PAGE EXTRACT:
To use the terminology of the His Holiness, Patriarch Kirill, of the Russian Orthodox Church, we are part of a “new ecumenism” which is spreading through the Christian Church.  With so many Churches abandoning Scriptural and Historical theology and morality, those who are keeping to the Apostolic Faith are finding each other and building partnerships.

While Bishop Ray Sutton will have more to say, I would like to highlight just a few points regarding our ecumenical relationships.

The first is our relationship with the Orthodox Church in America and the Russian Orthodox Church.  I was privileged to lead a delegation to Moscow last August at the invitation of His Holiness, Patriarch Kirill to meet with him and Metropolitan Hilarion.  They made a point of saying to us that this was the beginning of official ecumenical discussions between our Churches, and that we were the Church they were recognizing us as the Anglicans in North America with whom they would have ecumenical discussions.  It was a tremendous demonstration of unity.

The second is that I participated with our team in discussions with the Missouri Synod Lutheran and Canadian Lutheran Church and participated in a Faith and Freedom Symposium this past February at Concordia Seminary in St. Louis.  We issued a joint Statement entitled “On Closer Acquaintance” which said in effect that we have a number of differences, but our common theology is worth continuing discussions.  The Missouri Synod Lutherans do not engage in many ecumenical conversations and so the fact that we are in conversation together is highly significant.

DATA SHOWN:
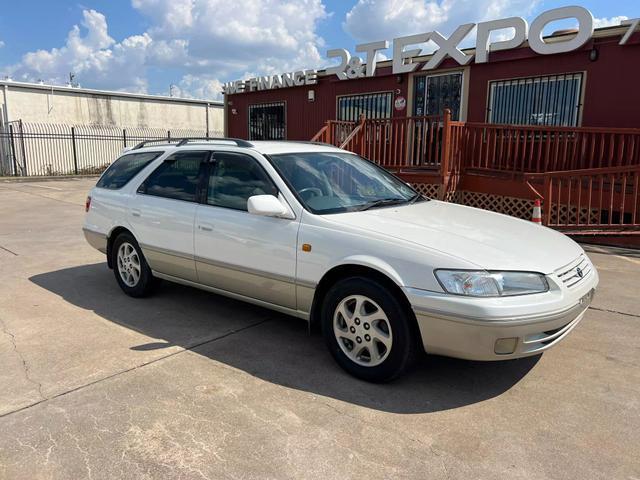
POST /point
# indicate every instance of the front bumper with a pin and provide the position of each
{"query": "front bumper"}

TASK INSTRUCTIONS:
Name every person mentioned by name in the text about ecumenical relationships above, along with the title it gives each.

TASK ANSWER:
His Holiness, Patriarch Kirill
Bishop Ray Sutton
Metropolitan Hilarion